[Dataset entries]
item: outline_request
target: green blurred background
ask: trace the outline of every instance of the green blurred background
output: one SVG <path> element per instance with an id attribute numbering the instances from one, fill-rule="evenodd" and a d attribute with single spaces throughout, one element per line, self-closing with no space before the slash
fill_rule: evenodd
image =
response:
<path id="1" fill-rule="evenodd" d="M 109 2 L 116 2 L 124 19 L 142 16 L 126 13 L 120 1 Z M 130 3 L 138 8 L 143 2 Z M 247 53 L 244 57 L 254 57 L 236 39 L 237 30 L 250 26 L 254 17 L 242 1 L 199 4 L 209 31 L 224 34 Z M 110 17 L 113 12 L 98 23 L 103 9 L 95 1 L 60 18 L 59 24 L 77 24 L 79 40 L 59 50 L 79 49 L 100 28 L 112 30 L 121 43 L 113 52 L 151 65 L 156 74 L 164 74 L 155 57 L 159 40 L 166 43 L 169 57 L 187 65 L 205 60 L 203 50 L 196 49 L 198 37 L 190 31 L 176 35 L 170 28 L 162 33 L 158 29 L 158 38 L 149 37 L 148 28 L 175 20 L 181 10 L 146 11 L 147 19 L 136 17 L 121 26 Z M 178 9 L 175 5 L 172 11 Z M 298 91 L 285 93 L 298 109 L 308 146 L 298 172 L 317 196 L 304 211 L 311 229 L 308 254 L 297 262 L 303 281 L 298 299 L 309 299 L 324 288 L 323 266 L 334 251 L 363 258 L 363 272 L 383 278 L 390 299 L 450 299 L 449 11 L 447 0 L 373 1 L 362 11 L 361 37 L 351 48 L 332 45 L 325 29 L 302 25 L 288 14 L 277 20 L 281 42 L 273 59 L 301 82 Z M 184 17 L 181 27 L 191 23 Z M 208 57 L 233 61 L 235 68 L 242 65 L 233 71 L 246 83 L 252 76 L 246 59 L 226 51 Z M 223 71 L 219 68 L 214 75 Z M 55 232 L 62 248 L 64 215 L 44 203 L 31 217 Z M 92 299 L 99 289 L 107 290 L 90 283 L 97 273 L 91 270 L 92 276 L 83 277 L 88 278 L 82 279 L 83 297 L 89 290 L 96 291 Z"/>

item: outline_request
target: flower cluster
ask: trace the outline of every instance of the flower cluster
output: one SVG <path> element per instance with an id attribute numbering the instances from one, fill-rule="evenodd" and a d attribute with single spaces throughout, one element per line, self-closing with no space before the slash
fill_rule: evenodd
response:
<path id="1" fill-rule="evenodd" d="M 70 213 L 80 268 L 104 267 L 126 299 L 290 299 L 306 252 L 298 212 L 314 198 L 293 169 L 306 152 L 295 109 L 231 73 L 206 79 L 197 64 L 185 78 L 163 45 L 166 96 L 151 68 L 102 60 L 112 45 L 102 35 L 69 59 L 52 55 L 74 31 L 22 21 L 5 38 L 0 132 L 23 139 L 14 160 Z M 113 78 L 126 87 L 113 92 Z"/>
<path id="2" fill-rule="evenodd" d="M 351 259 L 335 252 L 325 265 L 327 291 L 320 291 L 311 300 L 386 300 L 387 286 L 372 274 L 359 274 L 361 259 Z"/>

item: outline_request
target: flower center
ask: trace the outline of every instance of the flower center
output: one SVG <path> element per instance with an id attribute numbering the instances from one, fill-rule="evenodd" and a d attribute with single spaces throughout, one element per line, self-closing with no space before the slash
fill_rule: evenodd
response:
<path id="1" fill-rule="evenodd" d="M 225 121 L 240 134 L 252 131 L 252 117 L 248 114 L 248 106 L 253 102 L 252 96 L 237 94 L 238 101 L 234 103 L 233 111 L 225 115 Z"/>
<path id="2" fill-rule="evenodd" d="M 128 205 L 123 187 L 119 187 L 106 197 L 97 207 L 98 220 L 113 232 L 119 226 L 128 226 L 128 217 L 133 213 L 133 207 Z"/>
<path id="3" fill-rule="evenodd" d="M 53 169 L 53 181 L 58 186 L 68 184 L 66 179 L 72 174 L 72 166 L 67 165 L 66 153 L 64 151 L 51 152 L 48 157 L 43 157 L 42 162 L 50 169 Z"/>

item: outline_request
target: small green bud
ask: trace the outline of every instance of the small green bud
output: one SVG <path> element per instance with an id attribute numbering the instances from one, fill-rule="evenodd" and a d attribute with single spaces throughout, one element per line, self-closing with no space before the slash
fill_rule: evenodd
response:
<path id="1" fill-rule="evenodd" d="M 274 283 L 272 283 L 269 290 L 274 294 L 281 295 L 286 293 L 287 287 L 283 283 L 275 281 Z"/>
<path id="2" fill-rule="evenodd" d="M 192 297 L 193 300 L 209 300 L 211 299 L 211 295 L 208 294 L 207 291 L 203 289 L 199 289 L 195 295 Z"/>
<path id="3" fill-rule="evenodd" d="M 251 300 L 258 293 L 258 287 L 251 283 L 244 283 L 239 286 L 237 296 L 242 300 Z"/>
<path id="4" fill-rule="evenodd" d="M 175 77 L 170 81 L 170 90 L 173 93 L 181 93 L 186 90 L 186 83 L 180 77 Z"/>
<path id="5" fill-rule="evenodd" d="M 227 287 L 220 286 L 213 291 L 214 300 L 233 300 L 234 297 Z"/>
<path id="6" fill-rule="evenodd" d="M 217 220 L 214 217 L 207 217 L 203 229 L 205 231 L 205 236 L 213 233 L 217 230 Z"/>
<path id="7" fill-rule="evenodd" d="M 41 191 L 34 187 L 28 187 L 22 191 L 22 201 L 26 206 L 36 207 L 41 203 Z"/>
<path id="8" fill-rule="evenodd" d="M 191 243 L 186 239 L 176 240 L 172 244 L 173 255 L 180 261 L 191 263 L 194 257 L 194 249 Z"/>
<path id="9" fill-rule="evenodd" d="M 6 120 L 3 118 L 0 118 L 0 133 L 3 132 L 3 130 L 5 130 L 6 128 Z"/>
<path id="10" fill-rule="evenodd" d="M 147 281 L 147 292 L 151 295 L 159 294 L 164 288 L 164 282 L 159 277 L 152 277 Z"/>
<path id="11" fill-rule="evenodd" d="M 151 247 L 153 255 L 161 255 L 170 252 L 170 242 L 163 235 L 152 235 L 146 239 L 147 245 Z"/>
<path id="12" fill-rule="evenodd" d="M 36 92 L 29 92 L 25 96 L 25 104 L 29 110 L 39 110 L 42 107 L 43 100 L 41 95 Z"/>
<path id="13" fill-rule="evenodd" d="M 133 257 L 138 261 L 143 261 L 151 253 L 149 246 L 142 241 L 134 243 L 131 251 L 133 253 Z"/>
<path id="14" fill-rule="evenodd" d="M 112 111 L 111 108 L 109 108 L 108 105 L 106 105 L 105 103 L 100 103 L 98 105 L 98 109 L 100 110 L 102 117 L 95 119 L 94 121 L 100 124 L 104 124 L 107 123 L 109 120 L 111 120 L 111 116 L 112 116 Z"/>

- _What is being asked_:
The lines above, from the first through the one containing "ask: trace the outline of every instance of the flower cluster", must be restated word for word, with nothing added.

- _Reply_:
item: outline_request
target: green blurred background
ask: trace the outline of every instance of the green blurred background
output: one SVG <path> element per instance with an id attribute numbering the instances from one, fill-rule="evenodd" and a d attribute with single spaces throughout, one element per line, self-closing with no space before the slash
fill_rule: evenodd
image =
response:
<path id="1" fill-rule="evenodd" d="M 109 2 L 116 2 L 124 19 L 142 16 L 126 13 L 120 1 Z M 130 3 L 138 8 L 143 2 Z M 247 53 L 244 57 L 254 57 L 236 39 L 237 30 L 250 26 L 254 17 L 242 1 L 199 4 L 209 31 L 224 34 Z M 110 17 L 113 12 L 98 23 L 103 9 L 95 1 L 60 18 L 59 24 L 77 24 L 79 40 L 59 50 L 79 49 L 100 28 L 112 30 L 121 43 L 113 52 L 151 65 L 156 74 L 164 74 L 155 57 L 159 40 L 166 43 L 169 57 L 187 65 L 205 60 L 203 50 L 196 49 L 198 37 L 190 31 L 176 35 L 170 28 L 162 33 L 158 29 L 158 38 L 149 37 L 148 28 L 175 20 L 181 10 L 146 11 L 147 19 L 136 17 L 121 26 Z M 178 9 L 175 5 L 172 11 Z M 298 91 L 285 93 L 298 109 L 308 146 L 298 172 L 317 196 L 304 211 L 311 229 L 308 254 L 297 262 L 303 281 L 298 299 L 309 299 L 324 288 L 323 266 L 334 251 L 363 258 L 363 272 L 383 278 L 390 299 L 450 299 L 449 11 L 447 0 L 373 1 L 362 11 L 361 37 L 351 48 L 332 45 L 325 29 L 302 25 L 288 14 L 277 20 L 281 42 L 273 59 L 301 82 Z M 184 17 L 181 27 L 191 23 Z M 208 57 L 233 61 L 235 68 L 242 65 L 233 71 L 246 83 L 252 76 L 246 59 L 226 51 Z M 223 71 L 219 68 L 214 75 Z M 55 232 L 62 248 L 64 215 L 44 203 L 31 217 Z M 92 299 L 99 289 L 107 290 L 90 283 L 97 273 L 91 270 L 92 276 L 83 277 L 88 278 L 82 279 L 83 297 L 89 290 L 96 291 Z"/>

item: outline_request
target: flower cluster
ask: trace the outline of every instance of the flower cluster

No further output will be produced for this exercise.